§ INPUT RECORDS:
<<<<

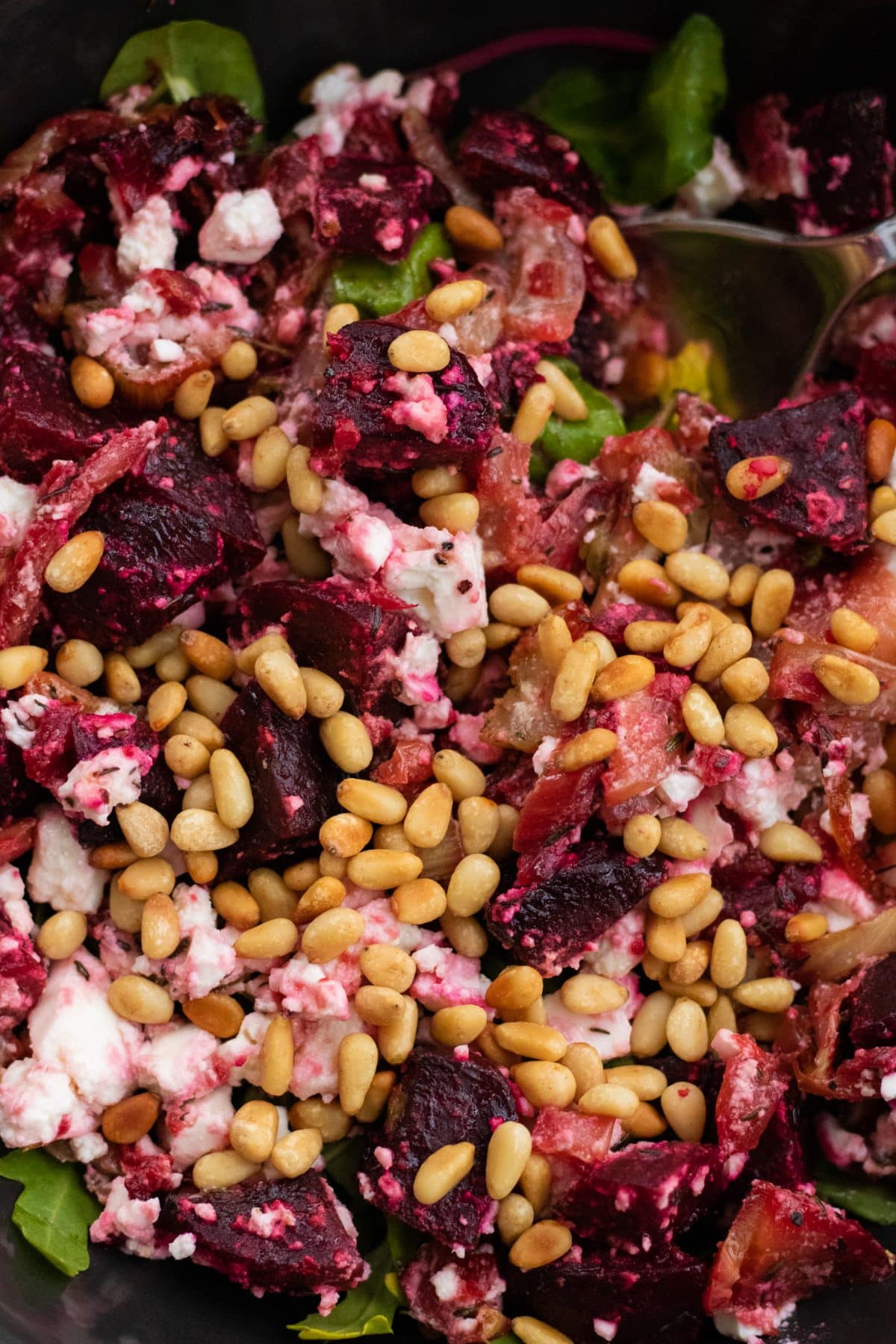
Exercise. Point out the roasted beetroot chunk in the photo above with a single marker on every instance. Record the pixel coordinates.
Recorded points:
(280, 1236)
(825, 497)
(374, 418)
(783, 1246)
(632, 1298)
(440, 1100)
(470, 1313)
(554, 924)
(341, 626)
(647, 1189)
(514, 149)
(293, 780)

>>>>
<<<<

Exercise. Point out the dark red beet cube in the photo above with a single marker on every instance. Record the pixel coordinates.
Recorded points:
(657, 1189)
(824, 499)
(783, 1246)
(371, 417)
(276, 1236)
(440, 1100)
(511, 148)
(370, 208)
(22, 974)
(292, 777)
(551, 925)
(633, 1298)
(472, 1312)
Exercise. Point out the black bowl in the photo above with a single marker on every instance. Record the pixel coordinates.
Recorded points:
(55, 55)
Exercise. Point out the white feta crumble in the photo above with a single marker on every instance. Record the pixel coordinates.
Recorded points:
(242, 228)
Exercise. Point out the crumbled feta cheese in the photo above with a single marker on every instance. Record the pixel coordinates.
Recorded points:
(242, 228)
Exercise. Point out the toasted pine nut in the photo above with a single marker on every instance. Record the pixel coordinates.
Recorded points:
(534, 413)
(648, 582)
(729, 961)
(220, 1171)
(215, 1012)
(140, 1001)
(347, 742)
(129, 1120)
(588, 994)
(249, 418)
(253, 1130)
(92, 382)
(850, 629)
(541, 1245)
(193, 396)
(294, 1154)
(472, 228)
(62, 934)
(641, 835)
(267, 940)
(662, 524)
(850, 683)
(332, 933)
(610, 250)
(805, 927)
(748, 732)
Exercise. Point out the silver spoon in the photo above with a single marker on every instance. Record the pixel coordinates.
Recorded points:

>>>>

§ WORK INSTRUCTION: Go through the material and copy each line in which the word "feta" occurs.

§ PROBLEM SOLUTION:
Exercise. Point out the white feta crumble in the photo above with a single marker on every instance. Record the pixel coordinates.
Exercise. Point out the crumbled feta cheese in the photo above with a single marker on every instance. Record the pixel coordinates.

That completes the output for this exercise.